### WHAT TO WORK ON
Which lines of the material contain the word "bridge"? Report each of them in full.

### DATASET CONTENT
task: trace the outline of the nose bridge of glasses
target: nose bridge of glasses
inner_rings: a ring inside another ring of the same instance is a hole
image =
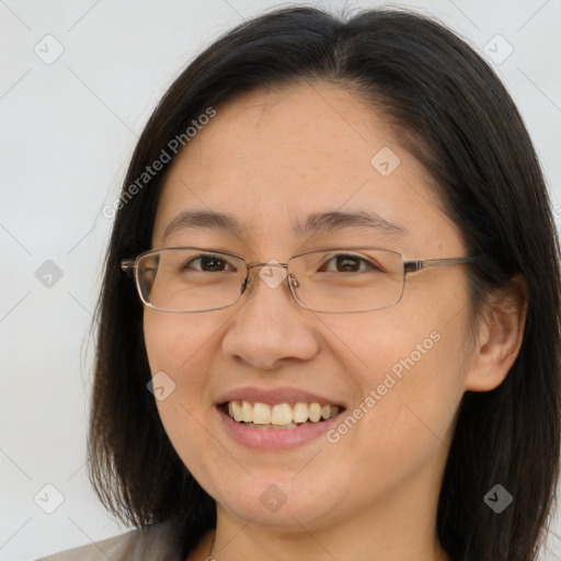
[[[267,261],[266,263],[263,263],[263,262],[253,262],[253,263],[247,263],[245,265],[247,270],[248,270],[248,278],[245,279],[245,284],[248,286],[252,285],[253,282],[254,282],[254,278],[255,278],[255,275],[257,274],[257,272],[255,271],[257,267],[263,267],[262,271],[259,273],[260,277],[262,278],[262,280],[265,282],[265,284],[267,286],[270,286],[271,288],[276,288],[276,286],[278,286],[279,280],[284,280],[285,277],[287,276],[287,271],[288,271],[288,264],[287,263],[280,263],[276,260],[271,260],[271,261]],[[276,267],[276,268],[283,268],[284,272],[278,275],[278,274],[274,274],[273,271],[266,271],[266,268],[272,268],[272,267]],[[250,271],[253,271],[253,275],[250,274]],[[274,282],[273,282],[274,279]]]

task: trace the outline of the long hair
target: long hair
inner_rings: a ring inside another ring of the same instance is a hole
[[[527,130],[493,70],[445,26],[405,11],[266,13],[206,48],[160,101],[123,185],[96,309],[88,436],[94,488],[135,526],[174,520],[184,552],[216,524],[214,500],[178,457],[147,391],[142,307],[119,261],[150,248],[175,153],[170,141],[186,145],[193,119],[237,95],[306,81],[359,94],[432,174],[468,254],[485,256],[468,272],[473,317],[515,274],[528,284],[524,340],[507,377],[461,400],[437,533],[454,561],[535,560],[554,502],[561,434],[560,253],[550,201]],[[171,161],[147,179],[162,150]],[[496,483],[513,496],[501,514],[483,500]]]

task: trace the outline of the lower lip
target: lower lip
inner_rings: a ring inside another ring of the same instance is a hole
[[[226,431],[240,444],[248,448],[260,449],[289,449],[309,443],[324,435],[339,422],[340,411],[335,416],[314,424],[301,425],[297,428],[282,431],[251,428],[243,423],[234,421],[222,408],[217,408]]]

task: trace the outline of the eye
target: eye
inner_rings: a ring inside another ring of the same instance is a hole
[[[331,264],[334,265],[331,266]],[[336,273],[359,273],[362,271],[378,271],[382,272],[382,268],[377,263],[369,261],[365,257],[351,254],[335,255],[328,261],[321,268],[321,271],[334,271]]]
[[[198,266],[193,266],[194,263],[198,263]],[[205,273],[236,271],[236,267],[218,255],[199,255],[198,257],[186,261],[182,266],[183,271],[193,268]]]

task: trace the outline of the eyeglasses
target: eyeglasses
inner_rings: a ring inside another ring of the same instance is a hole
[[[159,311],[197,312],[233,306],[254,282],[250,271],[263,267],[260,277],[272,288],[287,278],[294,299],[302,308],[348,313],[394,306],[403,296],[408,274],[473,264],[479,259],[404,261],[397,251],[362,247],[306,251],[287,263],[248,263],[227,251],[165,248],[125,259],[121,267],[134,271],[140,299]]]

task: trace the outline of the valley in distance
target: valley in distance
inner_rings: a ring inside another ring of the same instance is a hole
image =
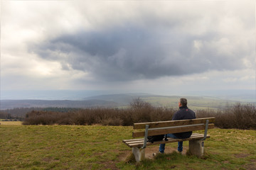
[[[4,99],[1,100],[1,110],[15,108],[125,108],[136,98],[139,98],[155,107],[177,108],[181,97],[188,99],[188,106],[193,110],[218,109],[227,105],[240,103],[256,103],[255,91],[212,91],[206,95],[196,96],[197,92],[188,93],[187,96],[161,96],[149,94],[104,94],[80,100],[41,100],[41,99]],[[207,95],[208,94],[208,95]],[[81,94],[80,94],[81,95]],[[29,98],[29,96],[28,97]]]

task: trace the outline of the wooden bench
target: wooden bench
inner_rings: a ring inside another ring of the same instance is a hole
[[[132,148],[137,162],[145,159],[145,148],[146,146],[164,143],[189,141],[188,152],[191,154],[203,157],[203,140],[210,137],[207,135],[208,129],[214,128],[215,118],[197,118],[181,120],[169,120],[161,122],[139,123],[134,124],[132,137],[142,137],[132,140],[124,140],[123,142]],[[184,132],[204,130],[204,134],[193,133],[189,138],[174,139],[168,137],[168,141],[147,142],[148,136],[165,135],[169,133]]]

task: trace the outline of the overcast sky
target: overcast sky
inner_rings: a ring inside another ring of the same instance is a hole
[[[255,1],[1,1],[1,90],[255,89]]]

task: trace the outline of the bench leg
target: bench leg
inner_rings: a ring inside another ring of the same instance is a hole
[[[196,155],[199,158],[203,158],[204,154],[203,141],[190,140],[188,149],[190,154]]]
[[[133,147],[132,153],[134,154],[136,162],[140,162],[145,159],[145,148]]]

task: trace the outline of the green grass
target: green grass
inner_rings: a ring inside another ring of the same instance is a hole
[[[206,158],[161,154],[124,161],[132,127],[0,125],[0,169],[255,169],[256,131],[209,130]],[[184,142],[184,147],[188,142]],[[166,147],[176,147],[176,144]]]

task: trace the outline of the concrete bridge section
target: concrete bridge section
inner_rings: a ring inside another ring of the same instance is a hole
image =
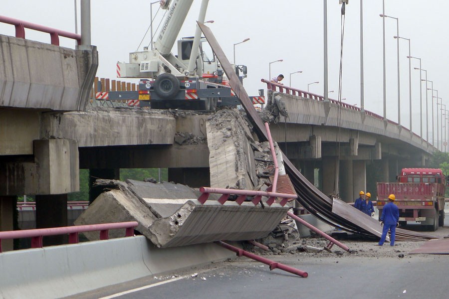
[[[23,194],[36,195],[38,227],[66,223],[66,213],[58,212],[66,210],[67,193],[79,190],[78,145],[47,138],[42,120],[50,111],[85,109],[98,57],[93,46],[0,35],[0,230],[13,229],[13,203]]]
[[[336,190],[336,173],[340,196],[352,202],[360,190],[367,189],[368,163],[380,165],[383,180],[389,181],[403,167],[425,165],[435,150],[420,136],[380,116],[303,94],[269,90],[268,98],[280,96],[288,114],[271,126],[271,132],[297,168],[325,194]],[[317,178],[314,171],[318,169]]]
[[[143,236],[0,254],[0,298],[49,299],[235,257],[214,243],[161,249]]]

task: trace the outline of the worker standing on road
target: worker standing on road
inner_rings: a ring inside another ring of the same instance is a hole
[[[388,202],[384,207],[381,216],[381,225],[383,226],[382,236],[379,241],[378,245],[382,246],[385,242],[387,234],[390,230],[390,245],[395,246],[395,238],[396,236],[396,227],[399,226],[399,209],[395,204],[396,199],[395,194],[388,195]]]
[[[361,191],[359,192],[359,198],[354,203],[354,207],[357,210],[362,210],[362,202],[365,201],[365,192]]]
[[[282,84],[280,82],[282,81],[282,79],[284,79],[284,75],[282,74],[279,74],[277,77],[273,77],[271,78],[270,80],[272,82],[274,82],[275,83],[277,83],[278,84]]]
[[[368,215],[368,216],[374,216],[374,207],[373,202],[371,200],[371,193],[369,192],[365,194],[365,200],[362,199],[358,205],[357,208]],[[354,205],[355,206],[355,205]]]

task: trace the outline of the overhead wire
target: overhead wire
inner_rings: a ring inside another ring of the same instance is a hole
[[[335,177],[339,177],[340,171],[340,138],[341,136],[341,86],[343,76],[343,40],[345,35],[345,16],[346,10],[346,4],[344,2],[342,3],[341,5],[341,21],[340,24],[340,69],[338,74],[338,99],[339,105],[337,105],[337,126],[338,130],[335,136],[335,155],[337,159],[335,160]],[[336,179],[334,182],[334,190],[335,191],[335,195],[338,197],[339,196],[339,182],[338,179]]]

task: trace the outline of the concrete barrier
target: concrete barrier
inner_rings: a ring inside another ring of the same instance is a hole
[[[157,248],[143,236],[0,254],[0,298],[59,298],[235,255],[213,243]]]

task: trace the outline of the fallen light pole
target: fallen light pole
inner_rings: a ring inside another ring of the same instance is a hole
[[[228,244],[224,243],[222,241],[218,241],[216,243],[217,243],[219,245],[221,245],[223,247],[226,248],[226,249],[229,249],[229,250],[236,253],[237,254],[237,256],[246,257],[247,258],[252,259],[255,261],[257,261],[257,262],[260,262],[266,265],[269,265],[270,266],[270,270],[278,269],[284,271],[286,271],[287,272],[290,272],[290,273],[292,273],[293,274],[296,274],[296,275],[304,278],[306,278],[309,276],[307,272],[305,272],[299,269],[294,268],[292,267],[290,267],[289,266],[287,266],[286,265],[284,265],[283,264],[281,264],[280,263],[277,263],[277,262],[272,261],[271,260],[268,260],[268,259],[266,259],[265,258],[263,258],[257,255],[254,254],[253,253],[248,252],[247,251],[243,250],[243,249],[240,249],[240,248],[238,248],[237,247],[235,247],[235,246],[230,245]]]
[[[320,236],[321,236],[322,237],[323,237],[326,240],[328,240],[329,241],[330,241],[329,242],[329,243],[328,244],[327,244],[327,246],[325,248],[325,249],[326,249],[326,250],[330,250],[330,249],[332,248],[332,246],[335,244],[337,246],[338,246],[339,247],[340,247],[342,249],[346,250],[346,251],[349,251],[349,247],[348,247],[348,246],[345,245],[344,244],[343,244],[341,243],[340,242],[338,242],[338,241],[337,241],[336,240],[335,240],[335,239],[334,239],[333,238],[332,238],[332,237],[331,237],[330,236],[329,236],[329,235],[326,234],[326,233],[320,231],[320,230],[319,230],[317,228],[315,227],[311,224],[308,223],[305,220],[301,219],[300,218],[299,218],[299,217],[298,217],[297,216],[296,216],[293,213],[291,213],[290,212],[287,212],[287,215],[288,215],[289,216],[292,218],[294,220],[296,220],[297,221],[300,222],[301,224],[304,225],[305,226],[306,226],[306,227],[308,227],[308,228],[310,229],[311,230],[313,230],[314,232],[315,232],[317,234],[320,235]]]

### SOLUTION TO THE PROBLEM
task: trace the outline of the nose bridge of glasses
target: nose bridge of glasses
task: trace the outline of the concrete bridge section
target: concrete bridge section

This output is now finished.